A faithful copy of all the data is required; pictures should not be included.

**** Given data ****

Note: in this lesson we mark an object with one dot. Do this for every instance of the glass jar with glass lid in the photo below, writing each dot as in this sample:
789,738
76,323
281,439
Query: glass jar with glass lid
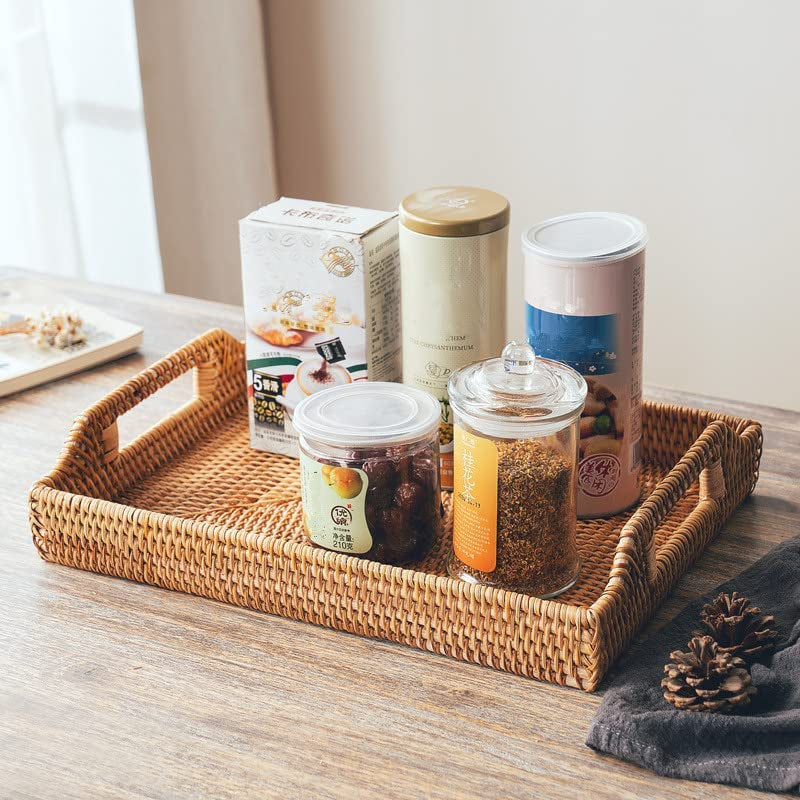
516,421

****

Worked solution:
Note: in this lesson we mark an object with one dot. Do this for every instance of the glass jar with glass lid in the photo below, writing each dot as in this sample:
789,738
76,323
281,439
Query: glass jar with glass lid
516,421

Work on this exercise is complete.